[Description of the task] Transcribe every line of the records below, character for character.

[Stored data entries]
* * * * *

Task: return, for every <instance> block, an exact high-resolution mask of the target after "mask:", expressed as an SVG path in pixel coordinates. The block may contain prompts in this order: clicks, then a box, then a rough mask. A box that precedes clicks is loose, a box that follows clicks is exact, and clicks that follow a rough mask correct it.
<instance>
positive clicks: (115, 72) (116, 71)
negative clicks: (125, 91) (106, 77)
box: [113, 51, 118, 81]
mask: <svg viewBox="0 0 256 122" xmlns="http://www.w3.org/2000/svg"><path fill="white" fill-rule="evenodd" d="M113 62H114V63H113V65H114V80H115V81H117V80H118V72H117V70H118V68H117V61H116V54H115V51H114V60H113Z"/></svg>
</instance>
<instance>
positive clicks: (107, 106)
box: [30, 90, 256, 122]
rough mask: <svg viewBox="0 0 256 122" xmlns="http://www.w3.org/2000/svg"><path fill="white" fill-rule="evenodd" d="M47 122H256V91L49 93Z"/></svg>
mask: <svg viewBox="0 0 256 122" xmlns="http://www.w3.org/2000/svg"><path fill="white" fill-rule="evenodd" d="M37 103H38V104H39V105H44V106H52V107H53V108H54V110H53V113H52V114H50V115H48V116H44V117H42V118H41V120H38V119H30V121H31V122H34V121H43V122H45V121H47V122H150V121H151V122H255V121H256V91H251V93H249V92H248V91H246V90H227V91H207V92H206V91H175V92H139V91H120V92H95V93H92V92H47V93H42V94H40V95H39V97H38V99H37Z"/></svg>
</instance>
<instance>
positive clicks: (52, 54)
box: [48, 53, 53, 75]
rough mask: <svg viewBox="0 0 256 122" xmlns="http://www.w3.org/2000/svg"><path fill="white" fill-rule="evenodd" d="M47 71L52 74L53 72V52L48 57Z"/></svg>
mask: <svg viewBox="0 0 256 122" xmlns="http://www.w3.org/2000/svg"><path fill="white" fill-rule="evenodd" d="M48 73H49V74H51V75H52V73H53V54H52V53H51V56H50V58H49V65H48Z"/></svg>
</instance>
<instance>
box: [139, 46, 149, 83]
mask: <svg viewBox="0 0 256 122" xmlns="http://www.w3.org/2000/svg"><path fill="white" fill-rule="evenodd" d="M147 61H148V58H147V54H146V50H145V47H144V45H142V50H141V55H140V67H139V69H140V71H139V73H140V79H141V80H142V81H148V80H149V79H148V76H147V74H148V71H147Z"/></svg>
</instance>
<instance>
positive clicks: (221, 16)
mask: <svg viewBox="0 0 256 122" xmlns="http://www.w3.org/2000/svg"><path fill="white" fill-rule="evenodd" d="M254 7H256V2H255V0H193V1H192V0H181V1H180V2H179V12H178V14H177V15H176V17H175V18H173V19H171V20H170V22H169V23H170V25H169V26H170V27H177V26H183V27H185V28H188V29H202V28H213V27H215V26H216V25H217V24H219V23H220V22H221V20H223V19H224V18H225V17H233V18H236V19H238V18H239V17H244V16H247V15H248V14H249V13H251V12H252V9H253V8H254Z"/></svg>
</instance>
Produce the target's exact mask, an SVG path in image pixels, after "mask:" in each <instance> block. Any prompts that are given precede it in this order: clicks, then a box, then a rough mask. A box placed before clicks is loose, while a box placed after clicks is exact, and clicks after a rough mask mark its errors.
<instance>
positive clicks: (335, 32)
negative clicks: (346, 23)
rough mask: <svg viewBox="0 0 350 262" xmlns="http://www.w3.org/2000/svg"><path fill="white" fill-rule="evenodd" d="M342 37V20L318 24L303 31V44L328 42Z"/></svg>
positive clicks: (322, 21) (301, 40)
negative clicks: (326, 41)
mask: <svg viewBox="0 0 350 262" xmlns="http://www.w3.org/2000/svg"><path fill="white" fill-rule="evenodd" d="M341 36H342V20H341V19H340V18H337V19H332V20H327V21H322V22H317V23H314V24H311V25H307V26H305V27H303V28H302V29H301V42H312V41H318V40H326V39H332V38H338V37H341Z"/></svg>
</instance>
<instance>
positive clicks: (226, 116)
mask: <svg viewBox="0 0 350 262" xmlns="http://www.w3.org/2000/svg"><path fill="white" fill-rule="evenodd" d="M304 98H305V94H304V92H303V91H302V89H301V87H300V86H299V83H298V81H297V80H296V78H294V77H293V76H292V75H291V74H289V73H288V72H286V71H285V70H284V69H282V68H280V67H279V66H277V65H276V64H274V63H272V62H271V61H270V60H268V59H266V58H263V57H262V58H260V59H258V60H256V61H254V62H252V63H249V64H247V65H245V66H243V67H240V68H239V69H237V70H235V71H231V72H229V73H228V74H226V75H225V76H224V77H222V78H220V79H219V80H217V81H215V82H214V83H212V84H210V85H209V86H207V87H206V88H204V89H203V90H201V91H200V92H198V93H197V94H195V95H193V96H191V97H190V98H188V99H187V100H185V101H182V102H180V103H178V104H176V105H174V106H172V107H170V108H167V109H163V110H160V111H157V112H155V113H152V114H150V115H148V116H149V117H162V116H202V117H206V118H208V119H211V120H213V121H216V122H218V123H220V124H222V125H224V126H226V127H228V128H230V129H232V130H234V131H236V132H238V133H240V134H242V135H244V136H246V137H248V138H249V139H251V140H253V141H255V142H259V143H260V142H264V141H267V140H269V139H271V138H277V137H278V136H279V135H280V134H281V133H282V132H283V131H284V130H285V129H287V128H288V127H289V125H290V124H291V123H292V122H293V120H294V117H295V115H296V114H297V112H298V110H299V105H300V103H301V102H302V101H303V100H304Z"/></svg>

* * * * *

[Solution for this exercise]
Task: return, for every <instance> block, an exact high-resolution mask of the target after "mask:", expressed as an SVG path in pixel coordinates. The block may contain prompts in this order: clicks, then a box, then a rough mask. A box that precedes clicks is loose, a box that follows clicks is exact, and clicks that follow a rough mask correct it.
<instance>
positive clicks: (115, 72) (116, 71)
negative clicks: (125, 91) (106, 77)
box: [113, 51, 118, 81]
mask: <svg viewBox="0 0 256 122" xmlns="http://www.w3.org/2000/svg"><path fill="white" fill-rule="evenodd" d="M113 62H114V63H113V65H114V80H115V81H117V80H118V72H117V70H118V68H117V61H116V54H115V51H114V60H113Z"/></svg>
</instance>
<instance>
positive clicks: (107, 106)
box: [30, 90, 256, 122]
rough mask: <svg viewBox="0 0 256 122" xmlns="http://www.w3.org/2000/svg"><path fill="white" fill-rule="evenodd" d="M47 122H256V91L49 93Z"/></svg>
mask: <svg viewBox="0 0 256 122" xmlns="http://www.w3.org/2000/svg"><path fill="white" fill-rule="evenodd" d="M37 103H38V104H39V105H44V106H52V107H53V108H54V110H53V113H52V114H50V115H48V116H44V117H42V118H41V120H38V119H30V121H31V122H34V121H43V122H45V121H47V122H150V121H151V122H255V121H256V91H251V93H249V92H248V91H246V90H227V91H207V92H206V91H175V92H139V91H120V92H95V93H92V92H47V93H42V94H40V95H39V97H38V99H37Z"/></svg>
</instance>
<instance>
positive clicks: (52, 54)
box: [48, 53, 53, 75]
rough mask: <svg viewBox="0 0 256 122" xmlns="http://www.w3.org/2000/svg"><path fill="white" fill-rule="evenodd" d="M47 71L52 74L53 72V52L48 57Z"/></svg>
mask: <svg viewBox="0 0 256 122" xmlns="http://www.w3.org/2000/svg"><path fill="white" fill-rule="evenodd" d="M48 73H49V74H51V75H52V73H53V54H52V53H51V56H50V58H49V65H48Z"/></svg>
</instance>
<instance>
box: [139, 46, 149, 83]
mask: <svg viewBox="0 0 256 122" xmlns="http://www.w3.org/2000/svg"><path fill="white" fill-rule="evenodd" d="M147 61H148V58H147V54H146V50H145V47H144V45H142V50H141V55H140V67H139V69H140V71H139V73H140V79H141V80H142V81H148V80H149V79H148V76H147V74H148V71H147Z"/></svg>
</instance>
<instance>
positive clicks: (221, 16)
mask: <svg viewBox="0 0 256 122" xmlns="http://www.w3.org/2000/svg"><path fill="white" fill-rule="evenodd" d="M254 7H256V2H255V0H193V1H192V0H181V1H180V2H179V12H178V14H177V15H176V17H175V18H173V19H171V20H170V22H169V23H170V25H169V26H170V27H177V26H183V27H185V28H188V29H202V28H213V27H215V26H216V25H217V24H219V23H220V22H221V20H223V19H224V18H225V17H233V18H236V19H238V18H239V17H244V16H247V15H248V14H249V13H251V12H252V9H253V8H254Z"/></svg>
</instance>
Produce the target's exact mask, an SVG path in image pixels, after "mask:" in each <instance> block. Any prompts that are given precede it in this order: clicks, then a box, then a rough mask. A box placed before clicks is loose, while a box placed after clicks is exact, and clicks after a rough mask mark its errors.
<instance>
positive clicks: (335, 32)
negative clicks: (346, 23)
rough mask: <svg viewBox="0 0 350 262" xmlns="http://www.w3.org/2000/svg"><path fill="white" fill-rule="evenodd" d="M342 37V20L318 24L303 31V44L328 42Z"/></svg>
positive clicks: (322, 21) (301, 40)
negative clicks: (326, 41)
mask: <svg viewBox="0 0 350 262" xmlns="http://www.w3.org/2000/svg"><path fill="white" fill-rule="evenodd" d="M341 36H342V20H341V19H340V18H337V19H332V20H327V21H322V22H317V23H314V24H311V25H307V26H305V27H303V28H302V29H301V42H312V41H318V40H326V39H332V38H338V37H341Z"/></svg>
</instance>
<instance>
positive clicks: (226, 116)
mask: <svg viewBox="0 0 350 262" xmlns="http://www.w3.org/2000/svg"><path fill="white" fill-rule="evenodd" d="M304 98H305V94H304V92H303V91H302V89H301V87H300V86H299V83H298V81H297V80H296V78H294V77H293V76H292V75H291V74H289V73H288V72H286V71H285V70H284V69H282V68H280V67H279V66H277V65H276V64H274V63H272V62H271V61H270V60H268V59H266V58H263V57H262V58H260V59H258V60H256V61H254V62H252V63H249V64H247V65H245V66H243V67H240V68H239V69H237V70H235V71H231V72H229V73H228V74H226V75H225V76H224V77H222V78H220V79H219V80H217V81H215V82H214V83H212V84H210V85H209V86H207V87H206V88H204V89H203V90H201V91H200V92H198V93H197V94H195V95H193V96H191V97H190V98H188V99H187V100H185V101H182V102H180V103H178V104H176V105H174V106H172V107H170V108H167V109H163V110H160V111H157V112H155V113H152V114H150V115H148V116H149V117H162V116H202V117H206V118H208V119H211V120H213V121H216V122H218V123H220V124H222V125H224V126H226V127H228V128H230V129H232V130H234V131H236V132H238V133H240V134H242V135H244V136H246V137H248V138H249V139H251V140H253V141H255V142H259V143H260V142H264V141H267V140H269V139H271V138H277V137H278V136H279V135H280V134H281V133H282V132H283V131H284V130H285V129H287V128H288V127H289V125H290V124H291V123H292V122H293V120H294V117H295V115H296V114H297V112H298V110H299V105H300V103H301V102H302V101H303V100H304Z"/></svg>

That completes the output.